→ Exercise description: Count the lines in the material below that contain the string "light", treating uppercase and lowercase as different. Give only the number.

→ Records shown:
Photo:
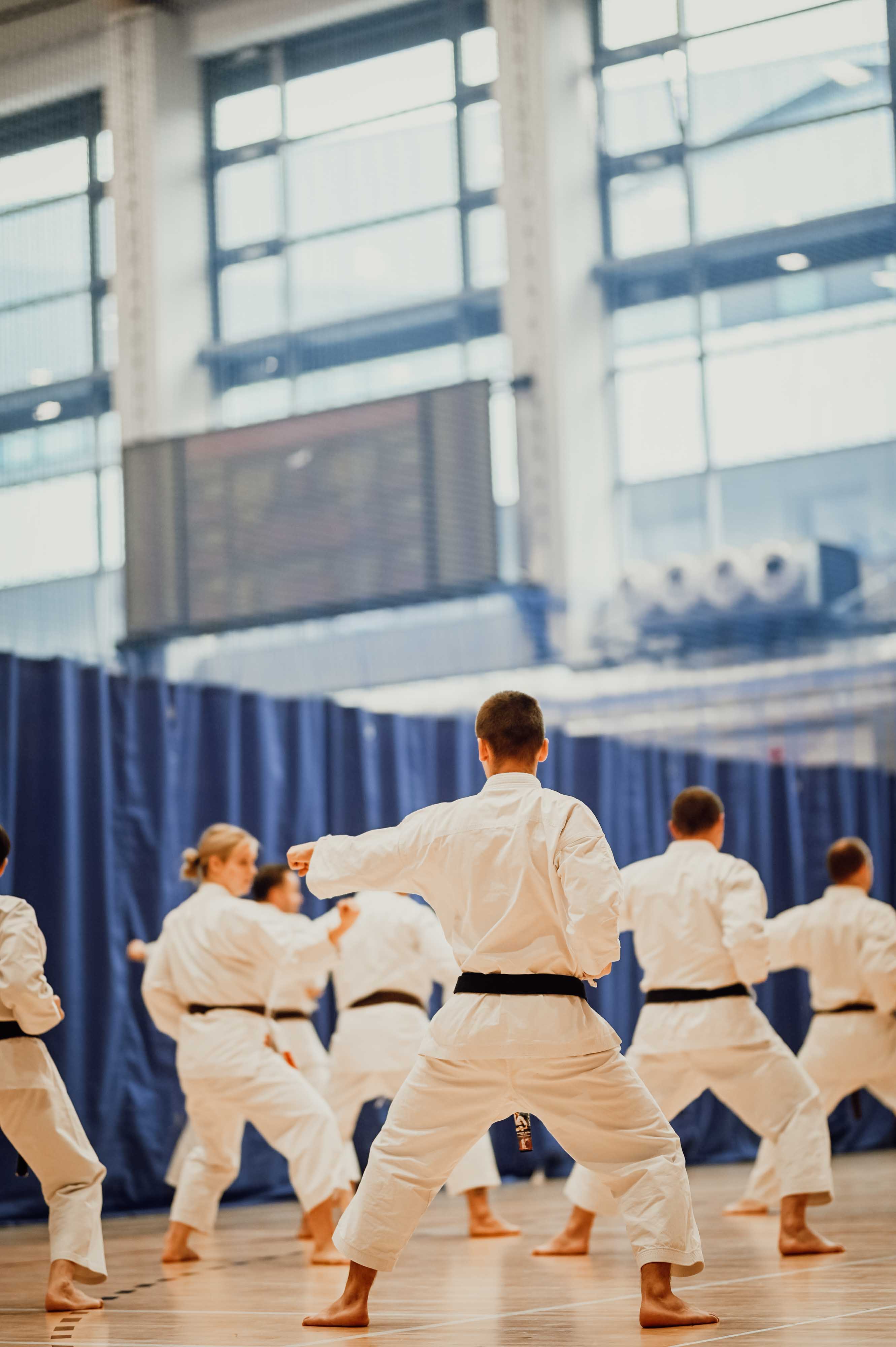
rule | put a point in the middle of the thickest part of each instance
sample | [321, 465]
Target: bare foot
[562, 1245]
[64, 1295]
[176, 1248]
[667, 1311]
[343, 1314]
[491, 1228]
[329, 1256]
[806, 1243]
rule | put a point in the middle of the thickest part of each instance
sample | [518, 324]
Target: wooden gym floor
[255, 1284]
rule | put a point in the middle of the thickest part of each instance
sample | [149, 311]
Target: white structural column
[553, 306]
[154, 110]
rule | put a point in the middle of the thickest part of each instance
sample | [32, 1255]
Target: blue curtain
[106, 779]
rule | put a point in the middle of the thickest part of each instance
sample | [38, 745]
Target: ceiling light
[793, 262]
[847, 73]
[48, 412]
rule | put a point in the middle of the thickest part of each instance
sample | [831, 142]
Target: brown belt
[382, 999]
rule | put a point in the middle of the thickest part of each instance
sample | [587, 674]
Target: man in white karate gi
[207, 985]
[37, 1115]
[383, 983]
[847, 941]
[527, 894]
[697, 917]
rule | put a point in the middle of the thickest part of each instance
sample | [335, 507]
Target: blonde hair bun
[220, 840]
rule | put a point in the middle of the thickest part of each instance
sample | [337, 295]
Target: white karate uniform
[397, 945]
[847, 942]
[522, 882]
[697, 917]
[36, 1112]
[223, 952]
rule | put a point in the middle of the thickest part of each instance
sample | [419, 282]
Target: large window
[748, 195]
[359, 249]
[60, 482]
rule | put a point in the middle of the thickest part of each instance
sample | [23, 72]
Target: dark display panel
[344, 510]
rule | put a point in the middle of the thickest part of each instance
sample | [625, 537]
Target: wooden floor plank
[254, 1284]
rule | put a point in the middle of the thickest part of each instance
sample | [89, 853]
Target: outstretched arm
[337, 865]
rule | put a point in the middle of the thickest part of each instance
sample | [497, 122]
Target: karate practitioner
[37, 1115]
[207, 985]
[697, 918]
[847, 941]
[383, 983]
[526, 890]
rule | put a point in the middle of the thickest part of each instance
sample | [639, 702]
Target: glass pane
[643, 103]
[824, 393]
[243, 119]
[248, 203]
[810, 65]
[479, 57]
[662, 331]
[46, 343]
[49, 530]
[488, 247]
[106, 238]
[786, 177]
[649, 212]
[374, 172]
[60, 170]
[712, 15]
[370, 90]
[383, 267]
[112, 518]
[253, 298]
[659, 422]
[45, 251]
[627, 22]
[483, 150]
[250, 405]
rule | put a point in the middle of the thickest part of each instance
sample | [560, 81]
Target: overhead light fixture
[48, 412]
[847, 73]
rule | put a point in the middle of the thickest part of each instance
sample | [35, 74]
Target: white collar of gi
[508, 781]
[845, 891]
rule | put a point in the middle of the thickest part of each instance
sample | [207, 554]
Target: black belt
[13, 1030]
[665, 995]
[383, 999]
[521, 985]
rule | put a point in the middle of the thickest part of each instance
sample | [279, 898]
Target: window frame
[345, 341]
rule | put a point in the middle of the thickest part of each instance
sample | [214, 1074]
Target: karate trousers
[596, 1108]
[371, 1054]
[301, 1041]
[764, 1085]
[40, 1120]
[842, 1053]
[288, 1112]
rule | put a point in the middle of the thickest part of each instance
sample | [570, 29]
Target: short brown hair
[696, 810]
[845, 857]
[269, 878]
[512, 725]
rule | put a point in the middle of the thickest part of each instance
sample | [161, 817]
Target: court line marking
[510, 1314]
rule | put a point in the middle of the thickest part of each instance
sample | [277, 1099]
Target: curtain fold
[104, 781]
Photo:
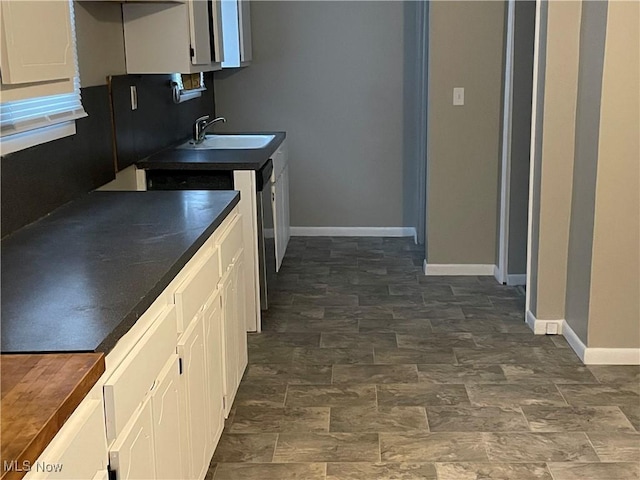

→ Exercise answer: 2